- **Exercise prompt**:
Decide whether each statement below agrees with the excerpt on citizen science data verification. Answer yes or no for each, and quote the words from the excerpt that decide it.
1. Thirteen schemes used information on recorder expertise.
2. The analysis was restricted to 142 schemes with complete information on scheme attributes.
3. Twelve of the schemes considered used automated approaches.

Schemes were allocated to one or more of these categories based on information provided by the scheme on its verification approach. For many schemes, these details were not publicly available. Furthermore, individual expert verifiers may take into account all, or a combination, of these factors on a record-by-record basis, using their regional and taxonomic expertise as well as their personal knowledge of individual contributors’ abilities to identify species correctly. Therefore, it is unlikely that we were able to catalogue for our analysis all of the information considered by schemes and verifiers. Across the schemes for which the required information was available, 105 used information on the species itself, 86 considered the environmental context, and 13 used information on recorder expertise. The majority of schemes used species information and environmental information together.

Citizen science scheme attributes and verification approach

We restricted our analysis to 103 schemes with complete information on scheme attributes. As expected, this biased schemes towards those with available verification information (all data: schemes with verification information = 142, schemes without = 117; complete attribute data: schemes with verification information = 73, schemes without = 30; Fisher’s test, p = 0.006). Nevertheless, we were still able to model the propensity for verification information to be found. The best-performing model (based on Akaike information criterion) included data type, number of records, and scheme duration (Figure 1). Only more complex versions of the same model had ΔAICc < 6, and ΔAICc for the null model was > 8.

Figure 1 

The probability of verification information being found given the numbers of participants (left panel, ≤ 1 million [M]; right panel, > 1 million [M]), duration of schemes, and data type. Fitted probabilities (lines) and standard errors (filled polygons) are estimated using the best-performing binary logistic regression model.

Using the 73 schemes for which scheme attributes and verification approach were found, we modelled the factors that best predicted the verification approaches used. Among the schemes we considered, 61 used expert approaches, 7 used automated approaches, 12 used community consensus approaches, and 8 used other approaches. Given the low sample sizes, there was limited evidence of clear predictive effects of scheme attributes. Among the models examined, only those including number of participants, data type, or both, performed better than the null (ΔAICc for the null model was 1.9). Recognising that these are weakly supported effects, we nonetheless note that a model including both number of participants and data type suggests that: (i) automated approaches are used only for schemes with more participants and are slightly more common for schemes without physical evidence; (ii) community consensus approaches are more common for schemes with more participants and for which evidence is available; (iii) expert approaches are more common in schemes with fewer participants, but for schemes with more participants, they are more common when no physical evidence is available; and (iv) other approaches are most common for schemes with a smaller number of participants and for which no tangible evidence is available (Figure 2).

Figure 2 

The probability of each verification approach (see panel headings) being used for schemes with different numbers of participants and different data types. Fitted probabilities (filled columns) are estimated using the best-performing parameters in multinomial regressions.

Discussion

With data quality as a key concern across citizen science datasets, there is a need to ensure validity and increase trust of these data through verification. This review identifies patterns in approaches to data verification among citizen science schemes. By identifying the range of approaches available and by considering scheme attributes that appear to contribute to choices in verification approach, we demonstrate the options available to both new and existing schemes. Here, we also present an idealised system for data verification, identifying where and how such a system could be implemented within citizen science schemes.

- **Raw data**:
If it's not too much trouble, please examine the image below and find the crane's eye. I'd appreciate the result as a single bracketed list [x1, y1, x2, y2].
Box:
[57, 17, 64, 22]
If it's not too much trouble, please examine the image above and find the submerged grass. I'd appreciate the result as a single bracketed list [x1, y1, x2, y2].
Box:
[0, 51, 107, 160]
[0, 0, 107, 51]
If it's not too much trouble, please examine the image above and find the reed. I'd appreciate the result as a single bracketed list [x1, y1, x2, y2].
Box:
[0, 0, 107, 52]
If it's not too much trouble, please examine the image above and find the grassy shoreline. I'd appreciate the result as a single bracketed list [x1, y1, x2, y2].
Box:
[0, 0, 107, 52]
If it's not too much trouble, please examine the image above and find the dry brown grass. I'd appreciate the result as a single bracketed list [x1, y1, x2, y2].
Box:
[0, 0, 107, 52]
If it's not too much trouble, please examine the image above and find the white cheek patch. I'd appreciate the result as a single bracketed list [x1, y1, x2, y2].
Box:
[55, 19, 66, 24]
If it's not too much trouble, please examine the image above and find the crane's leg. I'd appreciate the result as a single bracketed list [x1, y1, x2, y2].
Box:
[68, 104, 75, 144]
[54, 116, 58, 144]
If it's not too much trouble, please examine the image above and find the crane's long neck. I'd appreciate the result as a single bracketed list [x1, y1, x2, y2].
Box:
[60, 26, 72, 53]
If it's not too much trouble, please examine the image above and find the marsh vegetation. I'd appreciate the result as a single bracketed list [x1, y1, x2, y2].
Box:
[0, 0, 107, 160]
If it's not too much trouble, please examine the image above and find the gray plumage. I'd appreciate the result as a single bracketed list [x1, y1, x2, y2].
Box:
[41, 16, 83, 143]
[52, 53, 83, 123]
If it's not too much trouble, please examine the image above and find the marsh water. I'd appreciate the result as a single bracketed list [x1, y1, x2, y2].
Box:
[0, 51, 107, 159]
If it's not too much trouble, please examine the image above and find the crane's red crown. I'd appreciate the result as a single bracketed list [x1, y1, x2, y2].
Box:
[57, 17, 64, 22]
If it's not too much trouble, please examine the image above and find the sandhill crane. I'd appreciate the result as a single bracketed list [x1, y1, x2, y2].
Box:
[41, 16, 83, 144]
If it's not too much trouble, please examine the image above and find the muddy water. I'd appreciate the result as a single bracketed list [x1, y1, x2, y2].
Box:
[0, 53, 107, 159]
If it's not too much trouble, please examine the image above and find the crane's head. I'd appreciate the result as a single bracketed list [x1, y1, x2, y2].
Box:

- **Solution to the exercise**:
1. Yes: "13 used information on recorder expertise"
2. No: "We restricted our analysis to 103 schemes with complete information on scheme attributes."
3. No: "7 used automated approaches"